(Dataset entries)

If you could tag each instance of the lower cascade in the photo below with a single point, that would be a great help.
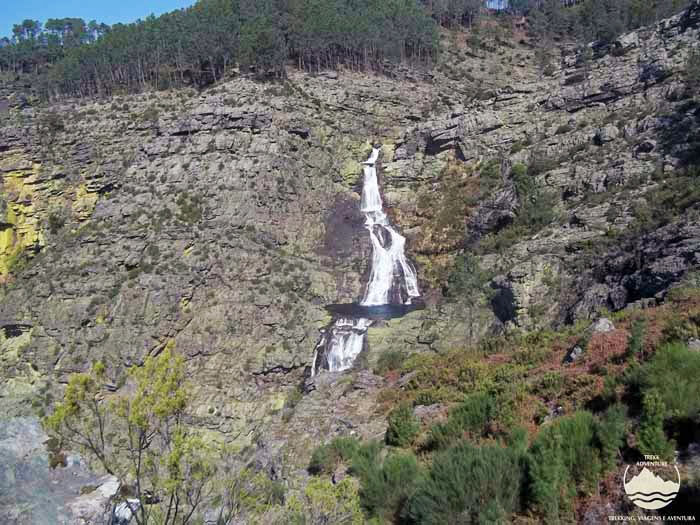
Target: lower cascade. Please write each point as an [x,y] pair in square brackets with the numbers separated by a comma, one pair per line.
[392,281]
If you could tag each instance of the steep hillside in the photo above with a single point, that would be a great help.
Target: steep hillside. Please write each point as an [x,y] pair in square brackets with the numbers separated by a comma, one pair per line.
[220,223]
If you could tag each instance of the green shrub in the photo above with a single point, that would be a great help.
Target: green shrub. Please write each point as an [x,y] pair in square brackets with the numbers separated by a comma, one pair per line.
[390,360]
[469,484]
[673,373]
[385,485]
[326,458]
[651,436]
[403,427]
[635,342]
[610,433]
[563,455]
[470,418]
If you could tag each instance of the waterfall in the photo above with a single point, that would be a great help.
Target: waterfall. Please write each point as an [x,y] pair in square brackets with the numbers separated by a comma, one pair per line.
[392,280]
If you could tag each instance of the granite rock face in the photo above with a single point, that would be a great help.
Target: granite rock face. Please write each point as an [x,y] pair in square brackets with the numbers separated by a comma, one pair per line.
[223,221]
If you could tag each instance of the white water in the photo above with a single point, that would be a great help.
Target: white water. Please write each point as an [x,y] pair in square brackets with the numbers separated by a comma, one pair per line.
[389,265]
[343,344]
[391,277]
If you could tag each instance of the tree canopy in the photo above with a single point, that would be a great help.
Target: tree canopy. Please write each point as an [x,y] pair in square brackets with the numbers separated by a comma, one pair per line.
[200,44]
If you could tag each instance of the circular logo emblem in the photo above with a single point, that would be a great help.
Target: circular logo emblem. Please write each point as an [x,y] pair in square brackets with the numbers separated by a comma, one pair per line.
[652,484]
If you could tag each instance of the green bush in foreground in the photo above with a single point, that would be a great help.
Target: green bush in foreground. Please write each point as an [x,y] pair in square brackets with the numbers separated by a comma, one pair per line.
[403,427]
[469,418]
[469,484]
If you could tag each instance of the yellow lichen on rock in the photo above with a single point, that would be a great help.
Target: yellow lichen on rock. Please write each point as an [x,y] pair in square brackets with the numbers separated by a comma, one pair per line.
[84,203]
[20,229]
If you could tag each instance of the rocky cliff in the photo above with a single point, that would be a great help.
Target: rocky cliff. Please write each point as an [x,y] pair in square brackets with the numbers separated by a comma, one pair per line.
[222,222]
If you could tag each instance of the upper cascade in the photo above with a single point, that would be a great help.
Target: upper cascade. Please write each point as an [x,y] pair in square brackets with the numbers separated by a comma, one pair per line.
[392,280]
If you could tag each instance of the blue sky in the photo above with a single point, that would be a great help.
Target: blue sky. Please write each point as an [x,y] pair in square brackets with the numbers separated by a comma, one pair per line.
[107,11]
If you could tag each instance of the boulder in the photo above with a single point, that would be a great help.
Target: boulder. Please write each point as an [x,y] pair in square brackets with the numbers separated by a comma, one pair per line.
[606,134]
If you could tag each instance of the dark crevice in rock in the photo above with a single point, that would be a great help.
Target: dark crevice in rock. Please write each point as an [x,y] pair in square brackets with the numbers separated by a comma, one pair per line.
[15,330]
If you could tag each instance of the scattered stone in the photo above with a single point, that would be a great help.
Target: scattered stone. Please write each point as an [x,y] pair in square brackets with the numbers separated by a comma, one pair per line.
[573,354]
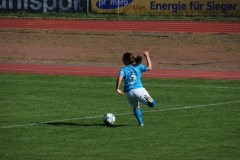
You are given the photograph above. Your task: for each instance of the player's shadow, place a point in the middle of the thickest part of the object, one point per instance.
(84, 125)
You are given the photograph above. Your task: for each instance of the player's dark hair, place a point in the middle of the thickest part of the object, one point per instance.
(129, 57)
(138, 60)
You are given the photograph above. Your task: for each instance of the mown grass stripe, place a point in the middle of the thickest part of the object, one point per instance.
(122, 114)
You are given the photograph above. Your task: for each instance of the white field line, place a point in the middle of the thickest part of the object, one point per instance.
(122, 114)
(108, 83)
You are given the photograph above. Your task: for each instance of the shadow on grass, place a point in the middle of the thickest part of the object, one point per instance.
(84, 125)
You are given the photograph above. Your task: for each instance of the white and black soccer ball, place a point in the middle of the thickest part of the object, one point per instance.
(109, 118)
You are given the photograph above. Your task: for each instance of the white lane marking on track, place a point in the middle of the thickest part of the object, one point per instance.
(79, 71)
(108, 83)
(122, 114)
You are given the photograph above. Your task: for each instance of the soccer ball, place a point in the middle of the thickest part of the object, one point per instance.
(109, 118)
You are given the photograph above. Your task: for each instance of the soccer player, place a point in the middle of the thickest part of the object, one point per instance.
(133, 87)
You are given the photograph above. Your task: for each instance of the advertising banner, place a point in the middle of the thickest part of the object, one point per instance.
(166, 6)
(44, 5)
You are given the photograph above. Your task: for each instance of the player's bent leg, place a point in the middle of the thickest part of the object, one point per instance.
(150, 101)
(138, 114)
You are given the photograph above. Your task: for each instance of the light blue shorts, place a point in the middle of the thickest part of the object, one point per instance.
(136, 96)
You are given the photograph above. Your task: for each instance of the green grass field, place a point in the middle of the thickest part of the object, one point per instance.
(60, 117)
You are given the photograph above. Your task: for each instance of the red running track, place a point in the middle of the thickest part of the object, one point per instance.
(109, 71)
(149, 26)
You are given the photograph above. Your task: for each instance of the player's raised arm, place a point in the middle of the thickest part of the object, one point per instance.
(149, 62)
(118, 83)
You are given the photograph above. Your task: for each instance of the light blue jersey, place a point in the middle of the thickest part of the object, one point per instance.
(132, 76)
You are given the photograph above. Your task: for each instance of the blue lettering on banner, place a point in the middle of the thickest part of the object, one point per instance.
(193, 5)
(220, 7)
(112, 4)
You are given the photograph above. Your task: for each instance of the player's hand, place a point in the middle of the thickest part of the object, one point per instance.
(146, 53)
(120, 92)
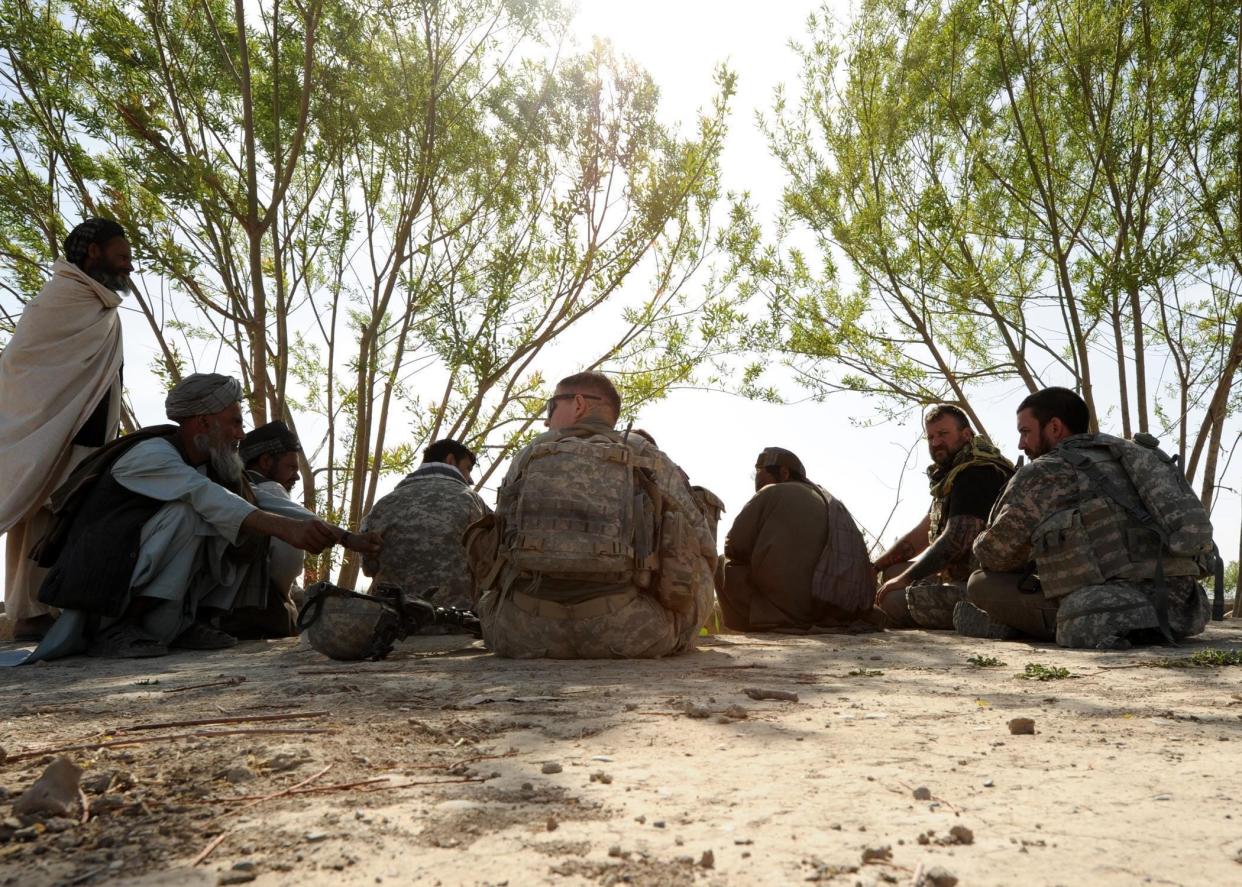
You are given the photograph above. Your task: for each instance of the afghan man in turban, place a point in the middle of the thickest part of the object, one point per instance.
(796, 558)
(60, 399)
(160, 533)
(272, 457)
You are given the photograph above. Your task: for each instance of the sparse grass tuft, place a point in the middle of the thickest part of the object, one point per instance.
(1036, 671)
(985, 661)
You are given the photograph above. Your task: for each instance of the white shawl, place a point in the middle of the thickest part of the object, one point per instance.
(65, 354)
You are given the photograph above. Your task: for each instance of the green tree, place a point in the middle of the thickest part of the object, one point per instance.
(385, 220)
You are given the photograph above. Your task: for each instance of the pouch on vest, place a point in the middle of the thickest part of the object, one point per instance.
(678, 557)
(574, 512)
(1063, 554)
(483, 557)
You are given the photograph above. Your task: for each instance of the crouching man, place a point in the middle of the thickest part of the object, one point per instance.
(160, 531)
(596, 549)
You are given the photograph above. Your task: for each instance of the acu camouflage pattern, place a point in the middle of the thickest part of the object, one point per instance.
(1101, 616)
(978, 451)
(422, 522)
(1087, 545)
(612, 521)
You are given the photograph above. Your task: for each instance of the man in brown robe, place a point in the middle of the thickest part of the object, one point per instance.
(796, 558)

■ Work task
Transcribe all of the entries word for word, but skip any pictures they contain.

■ Exercise answer
If you could tag each instance of the lower cascade in the photo below with a single point, that would be a great help.
Target: lower cascade. Please write each point as an [x,y] pair in square brackets with the numbers separated by a comma, one pair per line.
[392,281]
If you could tag each instance of the steep hillside in the photo above with a single point, that would be a great help.
Target: steep hillside. Please write each point as an [x,y] pair in square brackets with the numbers separated by a comma, one pair per line.
[220,223]
If you could tag each instance of the green shrub in the photo above with a single point, that would be a great help.
Target: green shrub. Please write each point as an [x,y] pair in square brackets with the numbers separated by a comma, one pair per line.
[390,360]
[469,484]
[673,373]
[385,485]
[326,458]
[651,436]
[403,427]
[635,342]
[610,433]
[563,455]
[470,418]
If you could tag each instance of the waterfall in the photo above with a single point, that would be a great help.
Target: waterfall. Please write each point as an [x,y] pair in square brackets with the numbers separated by a comma, one pair per line.
[392,280]
If you could tag each instance of the granite rock face in the photo above with a single point, that would be a great help.
Target: granite rock face. Please write each point as an [x,y] pair in square brackets with the numbers separated by a comma, one pair per line.
[223,221]
If you could tag each instance of the white water in the photo above with a single point, that would be a great help.
Target: white water. Please write each point as an [x,y] pair in square brackets with the numbers separated by a comma, one pair per line.
[389,265]
[343,344]
[391,277]
If you could tag each instance of the tree canopy in the photo above with a single point, that would be a great help.
Target: tree canopy. Please write each point as an [x,y] pair in square brackets with the numbers separated by a comma, one pair per line.
[200,44]
If you could tag each instance of the circular logo emblem in the photo above with a single point, that would be a great help.
Target: circular logo emblem. Please write each point as an [x,y] pair in square brackets with the numbers separated by a comma, one pair per line.
[652,484]
If you could tag each instance of the green bush in foreground in the photo above with a single point, that would be a great help.
Target: green bush in foreground. Please write each point as an [x,y] pair in square brackets with the numbers separated by a comma, one pair per line.
[403,427]
[469,418]
[469,484]
If you could tag each instance of the yellow lichen on rock in the photo above with a single point, that would be a great help.
Target: yellow lichen on rock. Please write each point as an [x,y] pair in square brackets with the numbers separated by a comma, one pair per line.
[84,203]
[20,229]
If you could tag each instance of the rocky cliff in the photo above with a single point, that would be a great help.
Target: rocky cliff. Please write each point as an [x,y] pair in square brackets with the numbers separated by a comma, one pair per line.
[222,222]
If you could tag each instance of the upper cascade in the photo above with a single point, that would be a great help.
Target: upper cascade. Please write each point as an [x,y] pair in square brackets with the numbers separated by a comma, one pair per line.
[392,280]
If you could tag each instance of the blue sky in the photo above with a single point, that would be a great help.
Target: blue sky. Please write each point as an [x,y] pair in square brackets with the numbers separated by a comma, one pair per line.
[107,11]
If you could tag each instance of the boulder in the photo above with a single point, that would be a great help.
Target: boulder. Please write each point as an [x,y] pair in square brackets with the numbers separated by a comma, one pair per line.
[606,134]
If you could tag each instance of the dark crevice in rock in the photo above with a single point, that would be a great help.
Target: dark crevice in rock. Please write each point as an [x,y] pair in square brackets with the numbers separated by a comma, one pair per line.
[15,330]
If you could tag each instance of the scattered stone in the photo above with a single point, that would be a great help.
Target: scattered stone. Please write each point as an [x,y] pair in square brackets with the numbers separated by a comma, one pair per line.
[573,354]
You are given the photograph above. Your task: for each instance of the player's shadow, place a point in the middle of the thickest part of the object, one point per instance.
(84, 125)
You are given the photograph above. Your task: for each instance of the player's dark hair, place a point in the middle of the thickest part of the object, one point per instance.
(129, 57)
(138, 60)
You are given the photograph above. Your task: for each instance of the mown grass stripe, place a point in the middle of the thickest part of the object, one point per instance.
(122, 114)
You are given the photograph above. Your task: for each instance of the white field line, place a point in the middle of the thickest part of the object, one point per instance.
(122, 114)
(108, 83)
You are given the photograph above. Your task: for each instance of the shadow on grass, place a point in the middle of the thickest part of the object, one point per instance.
(84, 125)
You are given the photograph above. Your task: for each instance of the white and black soccer ball, place a point in the middle of the thickest part of the object, one point per instance.
(109, 118)
You are given the photograph above. Your task: for each instance of the white lane marking on track, place a point in the middle of the thickest part of the object, one point per instance.
(79, 71)
(108, 83)
(122, 114)
You are given the photograph above. Your task: for each instance of the soccer ball, place a point in the middle of the thickest part of the object, one point per instance.
(109, 118)
You are given the photograph above. Your task: for each instance of the soccer player, place a point in the middle of the thickest part of the object, one point per instance.
(133, 87)
You are given the photograph above. Your task: for each instance of the advertising banner, place a point in the middle of the thickest part of the object, one point per instance.
(166, 6)
(44, 5)
You are given the photograph above. Your task: for each instance of the player's bent leg, place a point in the middle of the thickest part of the object, one point per instance.
(150, 101)
(138, 114)
You are given the photograph above. Your task: for each instance of the light blue shorts, place a point in the middle of the thickest part of the object, one point per instance.
(136, 96)
You are given the photograph above. Your task: for each instance of the green grass field, place a point in the middle of the thickest part of the object, one point per instance.
(60, 117)
You are given the photograph above. Your task: for each instance of the red running track, place a point in the middle of the thickest part of the object, one point per instance.
(109, 71)
(149, 26)
You are given the photograph above. Your task: for each instance of the player's raised arm, place a point in the middle of the thickest part of the object, one point per instance.
(149, 62)
(118, 83)
You are given the photograph above. Your task: for each instance of the light blue jersey, place a point in the middle of the thickest part of the object, one point per instance.
(132, 76)
You are given the photograph above. Your task: for each instance of the blue lettering on banner, place a point in the middle of the thickest part of the object, one point per instance.
(193, 5)
(220, 7)
(112, 4)
You are given the photograph above. Your task: for each instance of the player's hand, place a point in the middle of the thickest part of the object, one point per instance.
(146, 53)
(120, 92)
You are given the photograph above. Your task: for each instance of the afghan man in turban, place a point in the middle of the thickest part of the object, one point per instance.
(796, 558)
(60, 399)
(160, 533)
(272, 457)
You are given the photograph above. Your task: for each instance of the sparse grass tuft, place a point in the middle of the thickest part of the object, one point per instance.
(1036, 671)
(985, 661)
You are given the photograph above. Your task: for each instance of the white shawl, place a point in the middle of the thickest part of the object, one point per instance.
(65, 354)
You are given the photograph above. Your task: for each instance of the green tree, place a point in the middle of the thickest part of the object, one point per instance.
(385, 220)
You are given the photograph above. Your task: for each instance of the pouch on vest, place a point in the middle of the thickest part of the object, one point per instance.
(678, 557)
(574, 512)
(1063, 554)
(483, 557)
You are given the photograph above. Your task: for each instance of the crouching man, place a point in the middle of the thickest part of the object, one point per instance.
(160, 531)
(596, 549)
You are given the photograph above. Your task: for each instance of the acu camouflage pattern, place a point in the middle of the thickest part of the object, one point per instance.
(1101, 616)
(978, 451)
(422, 522)
(1087, 545)
(612, 521)
You are given the photograph above. Your task: for each instance of the man in brown robe, place a point in the middle of the thickest part of the object, one point per instance.
(796, 558)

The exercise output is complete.